:: Extracted entries ::

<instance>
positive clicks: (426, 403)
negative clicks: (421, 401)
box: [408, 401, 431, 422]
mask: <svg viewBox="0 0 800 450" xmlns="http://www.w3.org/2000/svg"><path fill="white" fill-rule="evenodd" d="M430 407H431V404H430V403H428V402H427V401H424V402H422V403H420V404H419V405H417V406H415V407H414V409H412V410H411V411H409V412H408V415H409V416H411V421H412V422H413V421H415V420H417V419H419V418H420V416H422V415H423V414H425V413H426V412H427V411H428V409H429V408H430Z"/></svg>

:::

A single figure is required: the number of lines in the data above in which the word "clicks" appears.

# [Solution to the problem]
2